> **GIVEN ENTRIES**:

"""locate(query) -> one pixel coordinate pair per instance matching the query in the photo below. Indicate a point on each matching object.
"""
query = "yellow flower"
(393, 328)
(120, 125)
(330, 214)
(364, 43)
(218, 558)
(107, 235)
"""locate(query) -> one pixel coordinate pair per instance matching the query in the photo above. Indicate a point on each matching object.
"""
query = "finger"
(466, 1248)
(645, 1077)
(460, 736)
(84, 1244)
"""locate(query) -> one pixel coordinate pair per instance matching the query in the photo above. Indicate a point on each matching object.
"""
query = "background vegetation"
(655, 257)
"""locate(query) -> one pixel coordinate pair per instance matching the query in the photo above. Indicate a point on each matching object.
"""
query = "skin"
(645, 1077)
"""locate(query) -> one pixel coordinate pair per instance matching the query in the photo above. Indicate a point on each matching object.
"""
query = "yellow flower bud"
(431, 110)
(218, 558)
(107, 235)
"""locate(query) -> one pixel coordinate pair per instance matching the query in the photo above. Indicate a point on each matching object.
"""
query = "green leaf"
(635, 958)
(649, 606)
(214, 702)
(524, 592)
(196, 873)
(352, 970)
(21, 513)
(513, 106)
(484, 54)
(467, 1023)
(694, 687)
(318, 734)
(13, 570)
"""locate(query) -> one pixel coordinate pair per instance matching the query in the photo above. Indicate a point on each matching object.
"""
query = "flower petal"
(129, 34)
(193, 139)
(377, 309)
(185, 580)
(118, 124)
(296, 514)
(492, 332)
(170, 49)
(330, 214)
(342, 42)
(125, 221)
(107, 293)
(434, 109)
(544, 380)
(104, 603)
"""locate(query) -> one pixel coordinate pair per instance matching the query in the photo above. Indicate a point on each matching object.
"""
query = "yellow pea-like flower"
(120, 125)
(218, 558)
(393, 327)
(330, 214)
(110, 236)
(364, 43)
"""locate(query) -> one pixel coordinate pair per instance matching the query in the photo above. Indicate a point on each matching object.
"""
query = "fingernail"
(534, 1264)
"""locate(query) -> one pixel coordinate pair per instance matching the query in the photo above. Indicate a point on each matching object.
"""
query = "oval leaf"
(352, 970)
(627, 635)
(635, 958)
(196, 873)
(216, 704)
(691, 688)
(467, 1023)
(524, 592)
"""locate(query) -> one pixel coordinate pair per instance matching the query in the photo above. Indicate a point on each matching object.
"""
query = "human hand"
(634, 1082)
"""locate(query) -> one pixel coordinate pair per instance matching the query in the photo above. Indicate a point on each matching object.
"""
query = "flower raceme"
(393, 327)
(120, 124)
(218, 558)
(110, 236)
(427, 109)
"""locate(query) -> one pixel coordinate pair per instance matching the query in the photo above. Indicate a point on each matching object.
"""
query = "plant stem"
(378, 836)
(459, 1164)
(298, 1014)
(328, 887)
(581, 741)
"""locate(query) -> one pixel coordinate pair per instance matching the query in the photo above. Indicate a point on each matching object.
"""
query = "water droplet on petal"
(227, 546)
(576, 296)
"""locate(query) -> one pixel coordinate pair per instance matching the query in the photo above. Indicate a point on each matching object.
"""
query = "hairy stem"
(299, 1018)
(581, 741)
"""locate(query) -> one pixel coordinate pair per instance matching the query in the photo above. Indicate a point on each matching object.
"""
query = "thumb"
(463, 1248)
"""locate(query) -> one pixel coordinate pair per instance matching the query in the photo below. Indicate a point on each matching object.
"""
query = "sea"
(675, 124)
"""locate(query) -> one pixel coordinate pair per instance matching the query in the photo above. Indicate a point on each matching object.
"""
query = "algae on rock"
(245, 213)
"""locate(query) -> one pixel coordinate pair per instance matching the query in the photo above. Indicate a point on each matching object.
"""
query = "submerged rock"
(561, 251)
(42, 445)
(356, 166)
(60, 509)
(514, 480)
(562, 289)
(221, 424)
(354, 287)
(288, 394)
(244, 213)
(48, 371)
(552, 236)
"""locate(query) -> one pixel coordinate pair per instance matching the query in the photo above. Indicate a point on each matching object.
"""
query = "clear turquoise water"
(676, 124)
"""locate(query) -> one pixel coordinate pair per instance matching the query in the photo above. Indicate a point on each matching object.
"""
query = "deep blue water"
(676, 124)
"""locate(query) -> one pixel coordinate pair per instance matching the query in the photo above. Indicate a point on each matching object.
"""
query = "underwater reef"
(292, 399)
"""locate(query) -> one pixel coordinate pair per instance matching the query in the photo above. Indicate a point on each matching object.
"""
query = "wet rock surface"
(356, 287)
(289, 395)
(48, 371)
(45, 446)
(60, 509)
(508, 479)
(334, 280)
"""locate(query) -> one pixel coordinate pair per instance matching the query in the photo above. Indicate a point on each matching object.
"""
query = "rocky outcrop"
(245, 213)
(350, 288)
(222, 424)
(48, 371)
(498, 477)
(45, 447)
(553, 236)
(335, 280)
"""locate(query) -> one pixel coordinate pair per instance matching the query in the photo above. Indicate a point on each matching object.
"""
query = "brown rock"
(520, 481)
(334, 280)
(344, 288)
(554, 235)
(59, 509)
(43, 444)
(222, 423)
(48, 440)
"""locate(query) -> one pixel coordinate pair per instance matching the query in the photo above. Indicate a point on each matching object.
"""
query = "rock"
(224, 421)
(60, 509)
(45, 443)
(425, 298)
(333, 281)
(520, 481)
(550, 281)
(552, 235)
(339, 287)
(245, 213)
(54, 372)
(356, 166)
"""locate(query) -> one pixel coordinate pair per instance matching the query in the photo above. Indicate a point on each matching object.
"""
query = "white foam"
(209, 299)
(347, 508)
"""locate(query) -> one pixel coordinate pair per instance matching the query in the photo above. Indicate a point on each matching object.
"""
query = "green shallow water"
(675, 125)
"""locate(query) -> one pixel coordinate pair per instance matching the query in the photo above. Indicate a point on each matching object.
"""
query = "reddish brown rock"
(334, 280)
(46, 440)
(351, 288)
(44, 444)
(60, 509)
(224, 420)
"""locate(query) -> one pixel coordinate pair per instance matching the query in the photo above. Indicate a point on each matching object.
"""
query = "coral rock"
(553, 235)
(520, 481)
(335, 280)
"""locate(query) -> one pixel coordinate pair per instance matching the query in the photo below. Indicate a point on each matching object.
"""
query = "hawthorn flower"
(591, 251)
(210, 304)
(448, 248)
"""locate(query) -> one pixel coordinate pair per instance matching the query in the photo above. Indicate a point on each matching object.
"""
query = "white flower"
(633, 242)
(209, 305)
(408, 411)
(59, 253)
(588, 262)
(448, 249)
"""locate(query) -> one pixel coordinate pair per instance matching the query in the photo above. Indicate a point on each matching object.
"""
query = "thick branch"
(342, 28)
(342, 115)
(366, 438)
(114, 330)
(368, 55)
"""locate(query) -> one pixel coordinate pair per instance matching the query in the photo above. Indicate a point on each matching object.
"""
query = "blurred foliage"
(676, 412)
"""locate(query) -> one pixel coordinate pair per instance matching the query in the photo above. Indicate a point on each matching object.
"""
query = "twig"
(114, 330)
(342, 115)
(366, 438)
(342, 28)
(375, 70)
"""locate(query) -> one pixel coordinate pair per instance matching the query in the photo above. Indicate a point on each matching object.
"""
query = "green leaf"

> **EXERCISE**: Transcribe the full listing above without leaving anything out.

> **RESULT**:
"""locate(query) -> one pixel coordinate pair per instance matching the query in the photo below. Indicate a point on each matching object.
"""
query = "yellow flower"
(393, 328)
(120, 125)
(330, 214)
(364, 43)
(218, 558)
(107, 235)
"""locate(query) -> one pixel coordinate pair per instance matching the query in the photo above. Indicate a point on each matching object.
"""
query = "finger"
(466, 1248)
(645, 1077)
(460, 736)
(84, 1244)
"""locate(query) -> one pixel coordinate pair per instance matching the query in the photo above. Indicate a point on each matching object.
"""
query = "background vegetation"
(655, 257)
"""locate(query) -> one pixel coordinate pair per instance matching the query in the photo above. Indicate a point on each matching object.
"""
query = "skin"
(645, 1077)
"""locate(query) -> one pixel coordinate pair per instance matching the query in the photo above. Indicate a point on each matching object.
"""
query = "yellow flower bud"
(431, 110)
(218, 558)
(107, 235)
"""locate(query) -> one pixel coordinate pair per instance matching the query in the photo above. Indicate a point on each matching object.
"""
query = "green leaf"
(635, 958)
(649, 606)
(214, 702)
(524, 592)
(196, 873)
(352, 970)
(21, 513)
(513, 106)
(484, 54)
(467, 1023)
(694, 687)
(318, 734)
(13, 570)
"""locate(query) -> one pixel coordinate pair per instance matching the query in the photo above. Indicate a point on each matching object.
"""
query = "flower petal"
(129, 34)
(193, 139)
(377, 309)
(185, 580)
(118, 124)
(296, 514)
(492, 332)
(170, 49)
(330, 214)
(342, 42)
(125, 221)
(107, 293)
(434, 109)
(544, 380)
(104, 603)
"""locate(query) -> one pixel coordinate pair per instance matching the query in the photo above. Indicate a point on each matching object.
"""
query = "yellow pea-like flower"
(120, 125)
(218, 558)
(393, 327)
(330, 214)
(110, 236)
(364, 43)
"""locate(query) -> one pixel coordinate pair per instance matching the query in the photo above. Indicate a point on each matching object.
"""
query = "fingernail"
(534, 1264)
"""locate(query) -> one pixel coordinate pair per instance matching the query in the photo above. Indicate a point on each matching object.
"""
query = "oval leaf"
(352, 970)
(627, 635)
(635, 958)
(196, 873)
(216, 704)
(691, 688)
(467, 1023)
(524, 592)
"""locate(query) -> one pixel coordinate pair per instance matching the query in the photo above. Indicate a point on each matching object.
"""
query = "human hand"
(634, 1082)
"""locate(query) -> one pixel coordinate pair per instance matching the query in the photo above. Indicate a point on each matching object.
"""
query = "flower raceme"
(393, 327)
(120, 124)
(218, 558)
(110, 236)
(427, 109)
"""locate(query) -> one pixel coordinate pair per instance matching the query in the photo above. Indicate a point on each matching object.
"""
query = "plant stem"
(378, 836)
(459, 1164)
(298, 1014)
(328, 887)
(581, 741)
"""locate(query) -> one pixel coordinate pair per instance matching the query in the photo above. Indicate a point on each matching object.
"""
query = "water droplet on petal"
(227, 546)
(576, 296)
"""locate(query) -> one pixel coordinate pair per instance matching the query in the photo above. Indicate a point on each matching object.
"""
query = "hairy stem"
(299, 1018)
(581, 741)
"""locate(query) -> one pixel coordinate pair per instance matching the query in the photo above. Indicate a point on each matching object.
"""
query = "thumb"
(463, 1248)
"""locate(query) -> one pixel coordinate pair per instance matching the query in the photo below. Indicate a point on each matching object.
"""
query = "sea"
(675, 124)
"""locate(query) -> one pixel coordinate pair per instance matching the query in the photo above. Indicate a point on each matching object.
"""
query = "algae on rock"
(245, 213)
"""locate(query) -> one pixel coordinate pair per instance matching the query in the photo above. Indicate a point on each matching object.
"""
query = "submerged rock"
(561, 251)
(42, 445)
(356, 166)
(60, 509)
(514, 480)
(562, 289)
(221, 424)
(354, 287)
(288, 394)
(244, 213)
(48, 371)
(552, 236)
"""locate(query) -> one pixel coordinate pair per instance matching the query in the photo above. Indicate a point on each matching object.
"""
query = "clear turquoise water"
(676, 124)
"""locate(query) -> one pixel coordinate pair per instance matching the query in the photo above. Indicate a point on each matching object.
"""
query = "deep blue water"
(676, 124)
"""locate(query) -> one pixel coordinate pair per instance matching the query in the photo above. Indicate a point on each matching object.
"""
query = "underwater reef"
(292, 399)
"""locate(query) -> one pixel coordinate pair per instance matching the query in the photo above. Indicate a point on each matching object.
"""
query = "wet rock surface"
(356, 287)
(289, 395)
(48, 371)
(45, 446)
(60, 509)
(508, 479)
(334, 280)
"""locate(query) -> one pixel coordinate pair per instance matching the query in the photo above. Indicate a point on each matching object.
"""
query = "rocky outcrop"
(245, 213)
(350, 288)
(222, 424)
(48, 371)
(498, 477)
(45, 447)
(553, 236)
(335, 280)
"""locate(query) -> one pixel coordinate pair per instance matching the query in the photo above. Indicate a point on each matching object.
"""
query = "brown rock"
(520, 481)
(334, 280)
(344, 288)
(554, 235)
(59, 509)
(43, 444)
(222, 423)
(48, 440)
"""locate(query) -> one pixel coordinate pair per instance matching the query in the photo above. Indicate a point on each matching object.
"""
query = "rock"
(224, 421)
(60, 509)
(45, 443)
(425, 298)
(333, 281)
(520, 481)
(550, 281)
(552, 235)
(339, 287)
(245, 213)
(54, 372)
(356, 166)
"""locate(query) -> one pixel coordinate pair per instance matching the query in the photo above. Indicate a point on each matching object.
"""
query = "white foam"
(209, 299)
(347, 508)
"""locate(query) -> one pixel coordinate pair per instance matching the query in the photo above. Indicate a point on each matching object.
"""
query = "green shallow water"
(675, 125)
"""locate(query) -> one pixel coordinate pair per instance matching the query in the photo above. Indicate a point on each matching object.
"""
query = "reddish brown rock"
(334, 280)
(46, 440)
(351, 288)
(44, 444)
(60, 509)
(224, 420)
"""locate(query) -> one pixel coordinate pair per instance matching the query in the photo above. Indicate a point on each matching object.
"""
query = "coral rock"
(553, 235)
(520, 481)
(335, 280)
"""locate(query) -> one pixel coordinate pair per instance matching the query in the photo below. Indicate a point on each matching object.
"""
query = "hawthorn flower"
(591, 251)
(210, 304)
(448, 248)
"""locate(query) -> one pixel coordinate pair per instance matching the query in the photo above. Indicate a point on each matching object.
"""
query = "white flower"
(633, 242)
(209, 305)
(408, 411)
(59, 253)
(588, 262)
(448, 249)
"""locate(query) -> one pixel coordinate pair per instance matching the query in the photo above. Indicate a point on each matching object.
"""
query = "thick branch"
(342, 28)
(342, 115)
(366, 438)
(114, 330)
(368, 55)
"""locate(query) -> one pixel coordinate pair per instance matching the query in the photo above. Indicate a point on each matching object.
"""
query = "blurred foliage"
(676, 412)
"""locate(query) -> one pixel coordinate pair per instance matching the query in the photo above. Indicate a point on each matching object.
"""
query = "twig"
(114, 330)
(342, 115)
(366, 438)
(342, 28)
(375, 70)
"""locate(query) -> one pixel coordinate pair per instance matching the query in the photo above. Indicate a point on each matching object.
"""
query = "green leaf"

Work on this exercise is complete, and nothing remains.